Projects run `aphoria scan --persist` locally and call the remote StemeDB. During StemeDB pod
restarts (Recreate strategy = brief downtime), Aphoria should retry rather than fail the commit.

> This is a change to the `aphoria` binary, not to StemeDB. Add 3-attempt exponential backoff
> (2s, 4s, 8s) on HTTP 502/503 responses in the Aphoria HTTP client.

### Phase 3 Checklist

| # | Task | File(s) | Est |
|---|------|---------|-----|
| 1 | Run provision script for all 100 projects | `scripts/provision-project-keys.sh` | 2h |
| 2 | Write per-project onboarding runbook | `docs/operations/onboarding-project.md` | 1h |
| 3 | Add retry logic to `aphoria` HTTP client | `applications/aphoria/` | 2h |
| 4 | Split WAL + DB into two PVCs (migration) | `deployments/k8s/base/stemedb/` | 2h |

**Gate test:** 5 projects scan simultaneously with their own keys → each isolated → one rate-limited → others unaffected.

---

## What NOT to Build Yet

| Item | Why not |
|------|---------|
| HPA | StemeDB is stateful (embedded KV). StatefulSet replicas are fixed at 3. |
| mTLS between pods | Internal cluster traffic is on private network. Add when exposing cross-cluster. |
| WAF | Body limits + Traefik rate limit + circuit breaker is sufficient for 100 known projects. |
| Per-tenant namespaces | Multiplies operational surface 100x. API key isolation is the right model. |
| ~~Multi-region / clustering~~ | ✅ 3-node cluster deployed. Next: full SWIM inter-node connectivity. |
| PITR with WAL timestamps | 6-hour backup RPO is acceptable for pilot. Improve later. |
| Secrets rotation automation | Manual rotation via `/v1/admin/api-keys/:hash/rotate` is fine for 100 projects. |
| Distributed tracing | You have one service. WAL fsync histogram covers what you need. |

---

## Open Questions (Resolved)

1. ~~**Image registry**~~: ✅ Zot OCI registry at `registry.threesix.ai` on k3s. Woodpecker CI pushes automatically.
2. ~~**Bootstrap key API**~~: ✅ `bootstrap::bootstrap_root_api_key()` wired in main.rs.
+-------+
* _Set exercise 1_
Identify each line in the records below that contains the string "aurora", and copy those lines.
+-------+
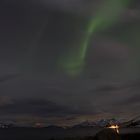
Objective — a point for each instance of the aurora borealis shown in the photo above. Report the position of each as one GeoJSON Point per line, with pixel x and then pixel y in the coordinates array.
{"type": "Point", "coordinates": [107, 14]}
{"type": "Point", "coordinates": [69, 61]}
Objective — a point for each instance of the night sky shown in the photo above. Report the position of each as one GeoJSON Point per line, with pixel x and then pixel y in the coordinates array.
{"type": "Point", "coordinates": [56, 67]}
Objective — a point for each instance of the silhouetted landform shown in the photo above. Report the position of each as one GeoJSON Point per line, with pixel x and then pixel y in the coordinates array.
{"type": "Point", "coordinates": [53, 133]}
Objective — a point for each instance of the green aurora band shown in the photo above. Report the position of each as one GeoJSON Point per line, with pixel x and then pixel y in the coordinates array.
{"type": "Point", "coordinates": [106, 16]}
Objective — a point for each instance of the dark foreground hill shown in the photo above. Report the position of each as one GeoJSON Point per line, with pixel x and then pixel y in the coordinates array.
{"type": "Point", "coordinates": [64, 134]}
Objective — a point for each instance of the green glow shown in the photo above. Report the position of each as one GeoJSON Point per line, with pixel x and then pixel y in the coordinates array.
{"type": "Point", "coordinates": [107, 15]}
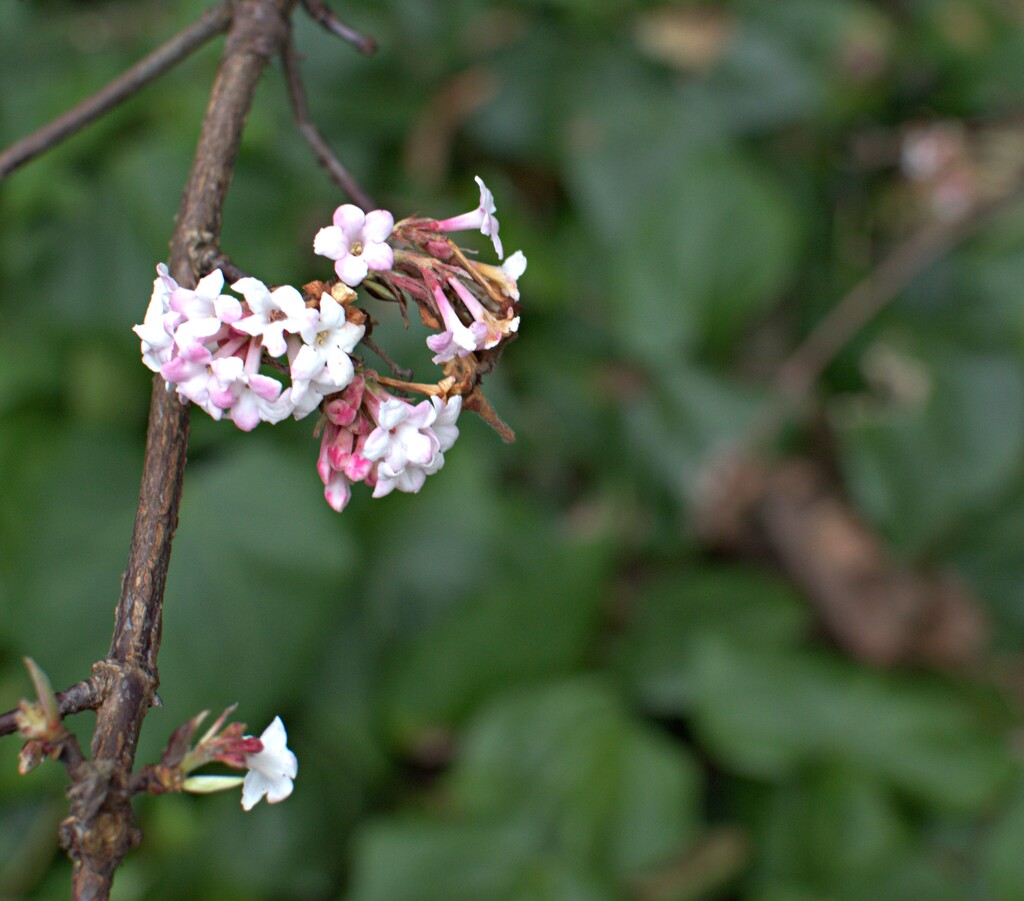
+-------+
* _Set exercise 2_
Please copy everything in the rollout notes above from "## Open Questions" down to "wired in main.rs.", word for word.

* _Right answer 1_
Objective — a point for each instance of the aurora borealis shown in the photo above. Report the position of each as one GeoJSON Point per line, with pixel x and then pixel y in the coordinates array.
Objective — a point for each instance of the green aurora band shown in the photo above. Report the position of each as one GeoJSON Point per line, with pixel x and then pixel y in the coordinates array.

* _Right answer 2_
## Open Questions (Resolved)

1. ~~**Image registry**~~: ✅ Zot OCI registry at `registry.threesix.ai` on k3s. Woodpecker CI pushes automatically.
2. ~~**Bootstrap key API**~~: ✅ `bootstrap::bootstrap_root_api_key()` wired in main.rs.